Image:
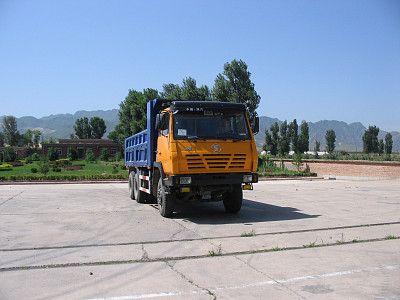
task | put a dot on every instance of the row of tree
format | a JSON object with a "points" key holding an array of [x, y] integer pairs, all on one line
{"points": [[84, 129], [89, 129], [232, 85], [11, 136], [280, 139], [371, 144]]}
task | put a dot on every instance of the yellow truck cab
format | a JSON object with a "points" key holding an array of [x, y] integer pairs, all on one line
{"points": [[192, 150]]}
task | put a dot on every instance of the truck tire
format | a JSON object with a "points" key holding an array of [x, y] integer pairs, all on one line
{"points": [[130, 183], [138, 194], [165, 201], [233, 199]]}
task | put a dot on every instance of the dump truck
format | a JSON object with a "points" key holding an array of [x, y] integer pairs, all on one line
{"points": [[192, 151]]}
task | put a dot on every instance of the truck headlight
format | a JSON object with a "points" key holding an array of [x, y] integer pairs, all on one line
{"points": [[247, 178], [185, 180]]}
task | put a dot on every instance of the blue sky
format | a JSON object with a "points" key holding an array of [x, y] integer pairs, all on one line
{"points": [[309, 60]]}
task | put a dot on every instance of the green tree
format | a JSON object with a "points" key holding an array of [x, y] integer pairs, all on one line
{"points": [[11, 134], [26, 138], [268, 141], [235, 85], [388, 143], [1, 139], [272, 139], [104, 154], [132, 114], [330, 138], [317, 148], [89, 157], [284, 139], [304, 144], [381, 149], [52, 154], [97, 127], [294, 136], [9, 154], [187, 91], [36, 138], [72, 154], [370, 140], [82, 128]]}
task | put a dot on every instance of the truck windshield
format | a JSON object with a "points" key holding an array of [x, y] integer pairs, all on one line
{"points": [[210, 125]]}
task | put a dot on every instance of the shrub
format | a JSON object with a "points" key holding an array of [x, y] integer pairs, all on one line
{"points": [[5, 167], [44, 167], [104, 155], [35, 157], [115, 169], [52, 154], [56, 169], [9, 154], [118, 156], [63, 162], [72, 154], [298, 161], [90, 156]]}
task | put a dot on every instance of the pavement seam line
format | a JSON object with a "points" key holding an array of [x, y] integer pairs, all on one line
{"points": [[171, 266], [179, 258], [199, 239], [4, 202], [282, 284]]}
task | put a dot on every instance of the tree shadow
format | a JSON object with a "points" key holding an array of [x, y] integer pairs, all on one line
{"points": [[251, 212]]}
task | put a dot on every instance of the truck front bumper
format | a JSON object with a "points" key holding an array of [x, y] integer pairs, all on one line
{"points": [[211, 179]]}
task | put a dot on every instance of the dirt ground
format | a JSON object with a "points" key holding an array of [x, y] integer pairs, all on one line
{"points": [[353, 169]]}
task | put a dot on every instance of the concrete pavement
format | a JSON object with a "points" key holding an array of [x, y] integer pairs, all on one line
{"points": [[297, 239]]}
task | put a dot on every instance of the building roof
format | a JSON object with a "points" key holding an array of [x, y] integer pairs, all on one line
{"points": [[86, 142]]}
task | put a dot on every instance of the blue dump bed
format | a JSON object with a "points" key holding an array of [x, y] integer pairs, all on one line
{"points": [[139, 148], [136, 150]]}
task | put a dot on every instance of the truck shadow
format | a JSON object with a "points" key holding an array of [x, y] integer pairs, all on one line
{"points": [[251, 212]]}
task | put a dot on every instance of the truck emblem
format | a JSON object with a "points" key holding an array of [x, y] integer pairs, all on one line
{"points": [[216, 148]]}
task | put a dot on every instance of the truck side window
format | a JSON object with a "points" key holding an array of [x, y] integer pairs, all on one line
{"points": [[164, 129]]}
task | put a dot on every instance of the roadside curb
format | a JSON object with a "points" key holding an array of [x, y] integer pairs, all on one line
{"points": [[61, 182], [290, 178]]}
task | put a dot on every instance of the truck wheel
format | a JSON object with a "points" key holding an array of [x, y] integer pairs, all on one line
{"points": [[165, 202], [138, 194], [130, 183], [233, 199]]}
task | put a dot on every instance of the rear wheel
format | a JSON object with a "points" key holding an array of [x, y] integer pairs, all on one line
{"points": [[165, 201], [130, 183], [233, 199], [139, 195]]}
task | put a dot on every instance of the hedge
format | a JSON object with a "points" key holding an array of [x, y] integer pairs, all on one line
{"points": [[62, 177]]}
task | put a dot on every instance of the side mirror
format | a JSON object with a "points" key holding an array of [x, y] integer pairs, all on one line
{"points": [[255, 126], [158, 121]]}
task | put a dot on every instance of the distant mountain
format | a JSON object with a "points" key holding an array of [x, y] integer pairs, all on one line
{"points": [[62, 125], [348, 136]]}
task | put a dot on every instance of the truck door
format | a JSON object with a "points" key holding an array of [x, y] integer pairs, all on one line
{"points": [[163, 144]]}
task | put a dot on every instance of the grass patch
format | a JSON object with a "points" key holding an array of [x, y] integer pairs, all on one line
{"points": [[215, 252], [99, 170], [248, 234], [277, 248], [310, 245]]}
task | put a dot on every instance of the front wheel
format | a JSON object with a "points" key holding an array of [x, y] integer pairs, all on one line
{"points": [[139, 195], [233, 199], [164, 200]]}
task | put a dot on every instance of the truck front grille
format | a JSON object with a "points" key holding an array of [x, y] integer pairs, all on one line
{"points": [[215, 161]]}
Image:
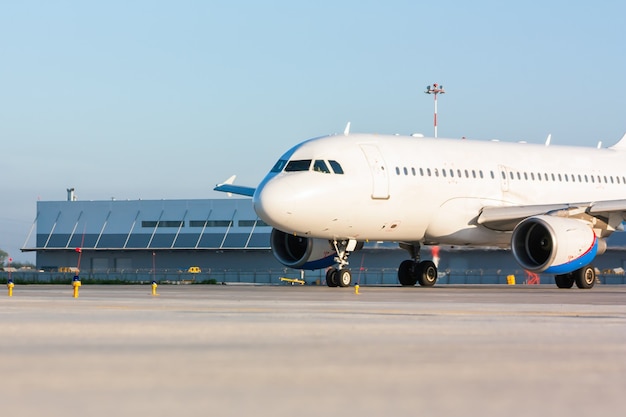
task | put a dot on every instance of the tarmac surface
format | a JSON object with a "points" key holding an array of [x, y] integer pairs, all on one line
{"points": [[234, 350]]}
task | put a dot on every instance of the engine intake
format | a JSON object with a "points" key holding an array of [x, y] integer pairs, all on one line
{"points": [[301, 252], [556, 245]]}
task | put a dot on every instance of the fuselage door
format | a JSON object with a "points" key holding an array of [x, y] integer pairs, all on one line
{"points": [[504, 178], [380, 177]]}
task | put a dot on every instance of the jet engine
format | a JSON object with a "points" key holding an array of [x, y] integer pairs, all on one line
{"points": [[556, 245], [301, 252]]}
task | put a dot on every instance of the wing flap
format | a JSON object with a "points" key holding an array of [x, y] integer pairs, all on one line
{"points": [[504, 219]]}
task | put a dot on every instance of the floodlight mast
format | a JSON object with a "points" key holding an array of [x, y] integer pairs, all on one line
{"points": [[435, 89]]}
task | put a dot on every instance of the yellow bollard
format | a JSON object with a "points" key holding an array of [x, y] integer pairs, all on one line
{"points": [[76, 285]]}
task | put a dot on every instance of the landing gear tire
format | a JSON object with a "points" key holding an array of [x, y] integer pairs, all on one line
{"points": [[407, 273], [427, 273], [564, 280], [344, 277], [331, 277], [585, 277]]}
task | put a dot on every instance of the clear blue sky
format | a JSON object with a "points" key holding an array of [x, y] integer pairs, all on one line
{"points": [[163, 99]]}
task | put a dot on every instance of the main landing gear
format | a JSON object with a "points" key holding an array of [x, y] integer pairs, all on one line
{"points": [[584, 278], [413, 270], [410, 271]]}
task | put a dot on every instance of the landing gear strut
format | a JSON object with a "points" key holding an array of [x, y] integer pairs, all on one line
{"points": [[341, 276], [413, 270], [584, 278]]}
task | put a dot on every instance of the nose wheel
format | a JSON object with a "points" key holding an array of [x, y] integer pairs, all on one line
{"points": [[412, 271], [341, 276]]}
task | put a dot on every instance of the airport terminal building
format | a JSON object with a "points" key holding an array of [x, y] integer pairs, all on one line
{"points": [[146, 234]]}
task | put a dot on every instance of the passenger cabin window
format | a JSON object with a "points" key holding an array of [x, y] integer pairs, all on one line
{"points": [[336, 167], [320, 166], [279, 166], [298, 165]]}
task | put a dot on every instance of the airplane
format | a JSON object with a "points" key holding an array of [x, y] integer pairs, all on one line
{"points": [[553, 206]]}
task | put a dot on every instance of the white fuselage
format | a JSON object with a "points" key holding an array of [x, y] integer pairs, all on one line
{"points": [[413, 189]]}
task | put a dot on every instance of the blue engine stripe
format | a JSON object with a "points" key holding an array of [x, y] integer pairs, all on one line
{"points": [[577, 263]]}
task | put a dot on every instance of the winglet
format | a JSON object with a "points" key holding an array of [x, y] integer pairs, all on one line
{"points": [[620, 145]]}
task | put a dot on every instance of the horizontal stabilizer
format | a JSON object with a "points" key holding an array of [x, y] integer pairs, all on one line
{"points": [[228, 187], [621, 145]]}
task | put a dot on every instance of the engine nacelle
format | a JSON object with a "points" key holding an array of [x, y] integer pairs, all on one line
{"points": [[555, 245], [301, 252]]}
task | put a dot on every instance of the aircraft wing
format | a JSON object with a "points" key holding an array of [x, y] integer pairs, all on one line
{"points": [[611, 212], [230, 188]]}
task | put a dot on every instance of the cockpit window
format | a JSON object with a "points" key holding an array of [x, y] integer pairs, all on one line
{"points": [[320, 166], [279, 165], [298, 165], [336, 167]]}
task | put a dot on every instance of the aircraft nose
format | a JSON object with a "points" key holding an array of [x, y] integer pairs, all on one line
{"points": [[270, 203]]}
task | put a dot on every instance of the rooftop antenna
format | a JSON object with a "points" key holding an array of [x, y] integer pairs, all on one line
{"points": [[71, 196], [435, 89]]}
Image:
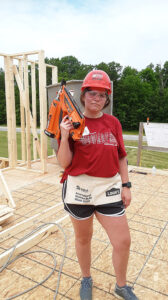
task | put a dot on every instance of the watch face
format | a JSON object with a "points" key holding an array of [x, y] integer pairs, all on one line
{"points": [[128, 184]]}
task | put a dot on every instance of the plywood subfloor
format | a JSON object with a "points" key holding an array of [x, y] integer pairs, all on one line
{"points": [[148, 221]]}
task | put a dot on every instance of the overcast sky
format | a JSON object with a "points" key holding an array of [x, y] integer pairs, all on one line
{"points": [[130, 32]]}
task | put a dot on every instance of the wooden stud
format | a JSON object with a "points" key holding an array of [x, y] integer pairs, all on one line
{"points": [[140, 140], [28, 132], [30, 241], [22, 115], [11, 231], [34, 131], [11, 115], [43, 110], [6, 190], [54, 75], [34, 114]]}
◆ ◆ ◆ ◆ ◆ ◆ ◆
● Exercise description:
The lines above from the one with "task | put a dot on every instance of the main" through the one with "task | put a dot on every instance of the horizontal" are to be duplicated exactly, ends included, with nothing added.

● Answer below:
task | put a dot on every instance of the main landing gear
format | a JSON object with a "points" key holding an array of [x, y] integer pairs, all on one line
{"points": [[584, 278], [413, 270], [410, 271]]}
task | put a dot on every instance of the landing gear strut
format | a JSON object with a "points" key holding an array of [x, y] integer pairs, all on one line
{"points": [[341, 276], [413, 270], [584, 278]]}
task | put a dot on every instance of the nose wheel
format | a JSON object with a "points" key holding an array of [x, y] integer pairs, all on one line
{"points": [[412, 271], [341, 276]]}
task | put a dot on every instance of the airport terminal building
format | a JSON object with a "points" key holding an array of [x, y] integer pairs, all on one line
{"points": [[146, 234]]}
task | put a dot on every instance of the passenger cabin window
format | a JSON object with a "points" key holding an array of [x, y] integer pairs, all on one line
{"points": [[336, 167], [320, 166], [279, 166], [298, 165]]}
task | put a dot on every instance of the airplane
format | a JSON object with a "points" key holding an array of [x, y] integer pairs, all on one line
{"points": [[553, 206]]}
task | put a dot on every instance of the white fuselage
format | a JSON object with a "points" key holding an array of [x, y] integer pairs, all on one line
{"points": [[413, 189]]}
task | put a dot on every instance of the blue engine stripe
format | a JSON object with a "points" key holding an array of [x, y] integer pairs, all on one line
{"points": [[577, 263]]}
task | put a dot on every instance of the winglet
format | a JSON object with a "points" key holding an array of [x, y] integer pairs, all on one line
{"points": [[620, 145]]}
task | put a dot on every instance of the horizontal stabilizer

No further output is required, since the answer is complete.